[TEXT SEGMENT — start]

I celebrate a sober life, clean and serene, remembering some of the great artists of the time who suffered through their demons and did not make it to a time of recovery. Janis Joplin, Jimi Hendrix, Jim Morrison are just a few who died. They made great music.

The music of our generation defined who we were. The 1960’s rocked. We rebelled, we protested, we despised the hypocrisy of our government, our parents and our society. We embraced the Rolling Stones, the Animals, Janis Joplin and Bob Dylan sweeping into the 1970’s a newfound freedom in drugs, sex, rock and roll. The Vietnam war and Woodstock showed the world how polarized we had become. Most of us survived and matured to become upstanding citizens and family people just like the generation before us. Some of us stayed in the 1960’s drinking and drugging ourselves into oblivion. Many died.

The music is epic. Only recently have I been able to listen and reminisce comfortably. It no longer takes me to a dark time. It’s merely part of my journey.

‘Nam was a huge part of the late 1960’s for young American men. The government conscription which was in effect struck many of us as discriminatory and unfair as evidenced by the large numbers of draftees who were poor, unable to obtain deferments, and African-American. It seemed that a disproportionate number of men from those groups were drafted into the Army and trained for Vietnam.

It has been argued that indeed a large number of those sent to Vietnam were from these groups; however, not because of discrimination in the system but because they lacked the skills and education for employment in the States. Vietnam looked like opportunity to improve their lives.

Whatever the circumstances were, many young men succumbed to a habit of alcohol and drugs in the jungles to combat loneliness and fear. Those of us who managed to serve in other foreign countries and the States were not immune from the effects of war. My service in the hospital corps put me in daily contact with amputees returning for rehabilitation and with emotionally debilitated soldiers and marines. There were also numerous drug and alcohol abuse casualties.

[TEXT SEGMENT — finish]

**WORK TO BE COMPLETED:**
Copy the passage on the 1960s from "Whatever the circumstances" up to and including "alcohol abuse casualties.". The items have nothing to do with the passage on the 1960s.

[RECORD SET — start]

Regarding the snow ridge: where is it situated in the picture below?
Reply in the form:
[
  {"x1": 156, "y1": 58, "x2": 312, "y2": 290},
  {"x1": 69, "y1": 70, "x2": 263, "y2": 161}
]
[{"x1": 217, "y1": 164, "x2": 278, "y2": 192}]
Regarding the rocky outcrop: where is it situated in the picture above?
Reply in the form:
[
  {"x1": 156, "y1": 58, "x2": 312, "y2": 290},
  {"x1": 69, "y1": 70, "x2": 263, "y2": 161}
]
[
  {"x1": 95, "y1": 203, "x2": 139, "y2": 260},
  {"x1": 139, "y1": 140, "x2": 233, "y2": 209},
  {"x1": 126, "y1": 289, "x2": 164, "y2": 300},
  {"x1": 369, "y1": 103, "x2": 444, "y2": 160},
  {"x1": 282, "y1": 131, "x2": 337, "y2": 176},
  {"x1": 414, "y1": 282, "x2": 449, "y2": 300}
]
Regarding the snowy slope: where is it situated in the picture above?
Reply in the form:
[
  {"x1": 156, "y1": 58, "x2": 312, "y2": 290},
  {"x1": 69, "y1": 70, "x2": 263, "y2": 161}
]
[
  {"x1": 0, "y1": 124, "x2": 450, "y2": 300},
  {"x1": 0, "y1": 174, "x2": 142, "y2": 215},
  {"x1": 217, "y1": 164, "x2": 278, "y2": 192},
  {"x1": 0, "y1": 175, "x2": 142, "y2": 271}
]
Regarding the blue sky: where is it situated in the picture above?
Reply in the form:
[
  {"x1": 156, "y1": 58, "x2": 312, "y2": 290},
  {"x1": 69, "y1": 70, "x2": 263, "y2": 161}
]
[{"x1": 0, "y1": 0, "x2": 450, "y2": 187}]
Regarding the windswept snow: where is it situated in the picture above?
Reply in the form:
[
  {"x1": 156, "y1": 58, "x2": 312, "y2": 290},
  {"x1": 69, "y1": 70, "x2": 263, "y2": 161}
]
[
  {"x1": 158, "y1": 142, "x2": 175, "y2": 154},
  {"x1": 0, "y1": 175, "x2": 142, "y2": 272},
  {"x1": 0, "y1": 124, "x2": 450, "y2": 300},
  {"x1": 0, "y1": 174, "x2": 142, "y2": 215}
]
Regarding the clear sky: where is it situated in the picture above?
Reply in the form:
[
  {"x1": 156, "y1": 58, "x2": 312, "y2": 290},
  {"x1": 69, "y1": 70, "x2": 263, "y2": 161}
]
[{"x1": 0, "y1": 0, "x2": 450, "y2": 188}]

[RECORD SET — finish]

**ANSWER SECTION:**
Whatever the circumstances were, many young men succumbed to a habit of alcohol and drugs in the jungles to combat loneliness and fear. Those of us who managed to serve in other foreign countries and the States were not immune from the effects of war. My service in the hospital corps put me in daily contact with amputees returning for rehabilitation and with emotionally debilitated soldiers and marines. There were also numerous drug and alcohol abuse casualties.